Image point grounding data:
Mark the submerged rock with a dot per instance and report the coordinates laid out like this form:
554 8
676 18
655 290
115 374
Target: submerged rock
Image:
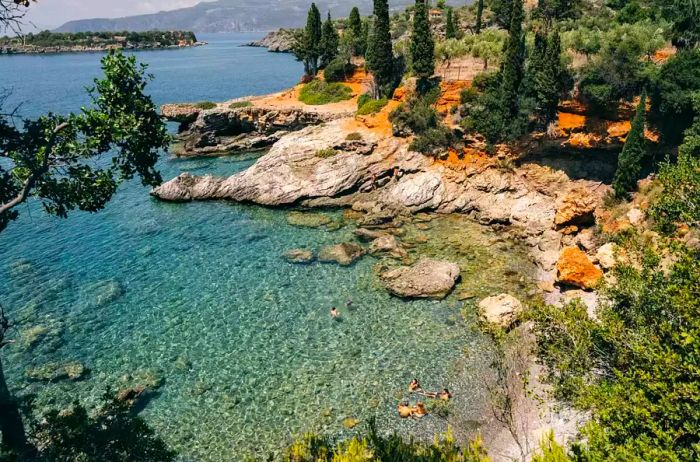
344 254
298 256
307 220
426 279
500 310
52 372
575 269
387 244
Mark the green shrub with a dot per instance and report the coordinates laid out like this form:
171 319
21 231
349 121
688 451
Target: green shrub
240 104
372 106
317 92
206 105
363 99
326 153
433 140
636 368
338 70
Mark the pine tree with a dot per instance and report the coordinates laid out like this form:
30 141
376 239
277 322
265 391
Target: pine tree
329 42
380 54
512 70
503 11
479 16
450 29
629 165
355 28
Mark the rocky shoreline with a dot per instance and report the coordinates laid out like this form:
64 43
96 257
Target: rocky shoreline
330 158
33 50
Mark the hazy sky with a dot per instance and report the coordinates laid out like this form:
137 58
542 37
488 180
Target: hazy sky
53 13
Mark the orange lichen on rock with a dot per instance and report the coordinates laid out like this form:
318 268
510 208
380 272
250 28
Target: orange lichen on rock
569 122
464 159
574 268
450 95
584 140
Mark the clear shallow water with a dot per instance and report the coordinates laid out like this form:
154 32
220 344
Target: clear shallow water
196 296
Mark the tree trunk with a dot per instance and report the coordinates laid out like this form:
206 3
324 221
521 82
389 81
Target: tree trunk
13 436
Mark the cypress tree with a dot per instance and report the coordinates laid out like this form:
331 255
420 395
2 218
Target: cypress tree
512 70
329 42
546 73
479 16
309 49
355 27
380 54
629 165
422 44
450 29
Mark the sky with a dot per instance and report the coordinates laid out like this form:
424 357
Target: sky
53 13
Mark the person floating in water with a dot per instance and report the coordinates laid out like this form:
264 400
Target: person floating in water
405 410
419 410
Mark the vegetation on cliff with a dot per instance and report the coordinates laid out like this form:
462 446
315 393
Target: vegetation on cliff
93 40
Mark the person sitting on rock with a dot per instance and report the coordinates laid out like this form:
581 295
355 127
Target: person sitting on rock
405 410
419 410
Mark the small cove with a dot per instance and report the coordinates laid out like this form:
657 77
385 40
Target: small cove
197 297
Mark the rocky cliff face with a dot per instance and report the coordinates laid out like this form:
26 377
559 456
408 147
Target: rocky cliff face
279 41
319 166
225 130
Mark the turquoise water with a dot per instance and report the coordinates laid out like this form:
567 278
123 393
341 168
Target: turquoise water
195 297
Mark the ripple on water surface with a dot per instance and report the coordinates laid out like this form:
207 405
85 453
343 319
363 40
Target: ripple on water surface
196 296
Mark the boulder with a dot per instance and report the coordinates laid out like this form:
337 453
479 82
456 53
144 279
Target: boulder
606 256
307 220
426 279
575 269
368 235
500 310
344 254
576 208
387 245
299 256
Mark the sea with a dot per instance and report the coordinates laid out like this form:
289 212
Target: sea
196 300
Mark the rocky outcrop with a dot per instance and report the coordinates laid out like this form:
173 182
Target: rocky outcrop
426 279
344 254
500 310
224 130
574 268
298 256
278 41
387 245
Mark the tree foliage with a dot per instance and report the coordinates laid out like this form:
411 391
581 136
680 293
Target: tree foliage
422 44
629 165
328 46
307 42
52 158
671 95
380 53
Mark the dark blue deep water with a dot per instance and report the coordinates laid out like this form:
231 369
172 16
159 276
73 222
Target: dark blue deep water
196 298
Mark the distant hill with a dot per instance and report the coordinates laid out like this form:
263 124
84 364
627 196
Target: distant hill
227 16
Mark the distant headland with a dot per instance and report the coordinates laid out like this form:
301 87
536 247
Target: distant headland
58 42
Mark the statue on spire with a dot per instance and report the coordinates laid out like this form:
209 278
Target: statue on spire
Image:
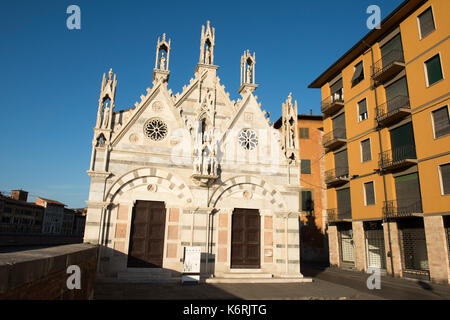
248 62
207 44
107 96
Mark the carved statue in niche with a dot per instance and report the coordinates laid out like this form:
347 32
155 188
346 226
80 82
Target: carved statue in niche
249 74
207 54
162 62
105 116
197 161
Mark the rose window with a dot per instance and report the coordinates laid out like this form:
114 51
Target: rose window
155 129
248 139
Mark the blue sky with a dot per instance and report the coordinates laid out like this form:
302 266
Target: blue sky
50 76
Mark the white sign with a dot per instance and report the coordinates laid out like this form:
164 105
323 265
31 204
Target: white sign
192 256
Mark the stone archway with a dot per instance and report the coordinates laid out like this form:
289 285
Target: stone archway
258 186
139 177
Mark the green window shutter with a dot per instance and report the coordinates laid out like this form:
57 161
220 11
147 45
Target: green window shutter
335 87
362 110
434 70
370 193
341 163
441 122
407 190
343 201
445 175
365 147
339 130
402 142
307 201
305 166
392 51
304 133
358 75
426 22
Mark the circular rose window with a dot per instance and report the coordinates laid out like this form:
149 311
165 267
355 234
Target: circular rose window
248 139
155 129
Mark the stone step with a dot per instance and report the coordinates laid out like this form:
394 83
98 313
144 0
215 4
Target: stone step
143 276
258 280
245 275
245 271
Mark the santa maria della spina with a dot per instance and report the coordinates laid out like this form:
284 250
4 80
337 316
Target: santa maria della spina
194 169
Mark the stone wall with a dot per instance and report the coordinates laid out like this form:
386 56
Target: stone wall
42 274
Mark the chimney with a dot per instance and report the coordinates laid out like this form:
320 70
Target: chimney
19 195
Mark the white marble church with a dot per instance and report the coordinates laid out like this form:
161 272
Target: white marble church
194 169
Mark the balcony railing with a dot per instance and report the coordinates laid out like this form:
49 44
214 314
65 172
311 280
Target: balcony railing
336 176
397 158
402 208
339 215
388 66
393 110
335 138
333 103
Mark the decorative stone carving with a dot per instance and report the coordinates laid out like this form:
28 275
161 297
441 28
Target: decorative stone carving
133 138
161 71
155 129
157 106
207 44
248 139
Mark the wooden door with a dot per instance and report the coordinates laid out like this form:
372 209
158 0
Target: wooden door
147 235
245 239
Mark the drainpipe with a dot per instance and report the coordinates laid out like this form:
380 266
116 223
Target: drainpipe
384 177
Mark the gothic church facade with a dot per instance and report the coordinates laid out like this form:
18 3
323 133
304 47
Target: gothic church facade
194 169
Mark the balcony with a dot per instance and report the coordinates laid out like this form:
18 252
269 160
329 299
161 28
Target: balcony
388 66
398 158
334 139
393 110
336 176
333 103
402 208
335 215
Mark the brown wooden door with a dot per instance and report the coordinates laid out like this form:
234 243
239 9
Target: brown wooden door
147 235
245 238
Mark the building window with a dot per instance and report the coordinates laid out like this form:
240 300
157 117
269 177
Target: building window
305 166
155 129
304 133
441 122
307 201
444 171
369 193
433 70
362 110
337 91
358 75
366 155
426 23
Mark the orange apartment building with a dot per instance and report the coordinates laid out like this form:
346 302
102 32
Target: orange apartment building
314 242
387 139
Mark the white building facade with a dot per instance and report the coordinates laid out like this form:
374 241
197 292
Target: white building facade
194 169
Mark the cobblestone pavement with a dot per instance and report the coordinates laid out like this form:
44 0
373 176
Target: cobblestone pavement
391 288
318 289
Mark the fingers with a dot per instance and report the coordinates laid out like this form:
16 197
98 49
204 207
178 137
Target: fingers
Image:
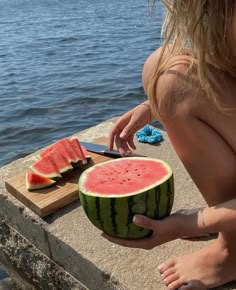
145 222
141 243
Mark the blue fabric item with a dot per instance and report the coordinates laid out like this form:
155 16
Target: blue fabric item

EXERCISE AIM:
The answer must consist of every line from the data that holds the string "fabric".

EXPECTED ANSWER:
Mark the blue fabric item with a dot per instance and report the coordinates laid out like this form:
Target: blue fabric item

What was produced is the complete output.